## Task set
**A.** From the antenna excerpt, reproduce the passage from "SUMMARY OF THE" to "quasi-omni directional radiation pattern." word for word.
**B.** For each statement below, state whether the antenna excerpt agrees with it, answering yes or no and quoting the words of the excerpt that decide it. (i) The antenna may be no more than 5 inches wide. (ii) Six microstrip antenna elements are spaced around the projectile. (iii) The required polarization is left hand circular polarization.

## Document excerpt
- - - -

However, there is a need to isolate the microstrip antenna from radio frequency signals at different frequencies than the operating frequency for the microstrip antenna. There is also a need to protect the antenna and to provide for signal amplification. Dimensions of the antenna are also critical in that the antenna is usually designed for use on a specific projectile.

Currently, there is need for a conformal wrap-around antenna to generate a quasi omni-directional radiation pattern. The antenna must have a 14-inch maximum diameter and a 5 inch maximum width. The required frequency of operation is 1565 Mhz to 1585 Mhz, which is the GPS frequency band and the required polarization is right hand circular polarization. A low noise amplifier with input protection is necessary and needs to be integrated into the antenna.

Accordingly, there is a need for a microstrip antenna which operates in the GPS frequency band, requires minimal space, and provides for isolation, protection and amplification.

SUMMARY OF THE INVENTION

The present invention overcomes some of the disadvantages of the past including those mentioned above in that it comprises a highly effective and efficient microstrip antenna designed to receive satellite provided GPS position information for use by an approximately fourteen inch diameter projectile. The microstrip antenna comprising the present invention is configured to wrap around the projectile's body without interfering with the aerodynamic design of the projectile.

The GPS microstrip antenna operates at 1.575 GHz with a bandwidth of ±10 MHz. Eight half-wavelength microstrip antenna elements equally spaced around the projectile provide for right hand circular polarization and a quasi-omni directional radiation pattern.

- - - -

## Source data
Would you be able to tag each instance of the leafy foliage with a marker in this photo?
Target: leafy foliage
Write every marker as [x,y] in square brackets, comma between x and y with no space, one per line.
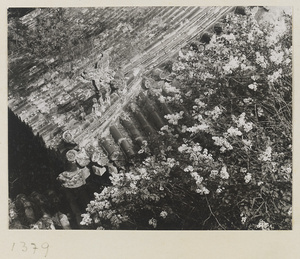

- - - -

## Answers provided
**A.**
SUMMARY OF THE INVENTION

The present invention overcomes some of the disadvantages of the past including those mentioned above in that it comprises a highly effective and efficient microstrip antenna designed to receive satellite provided GPS position information for use by an approximately fourteen inch diameter projectile. The microstrip antenna comprising the present invention is configured to wrap around the projectile's body without interfering with the aerodynamic design of the projectile.

The GPS microstrip antenna operates at 1.575 GHz with a bandwidth of ±10 MHz. Eight half-wavelength microstrip antenna elements equally spaced around the projectile provide for right hand circular polarization and a quasi-omni directional radiation pattern.

**B.**
(i) Yes: "a 5 inch maximum width"
(ii) No: "Eight half-wavelength microstrip antenna elements equally spaced around the projectile"
(iii) No: "the required polarization is right hand circular polarization"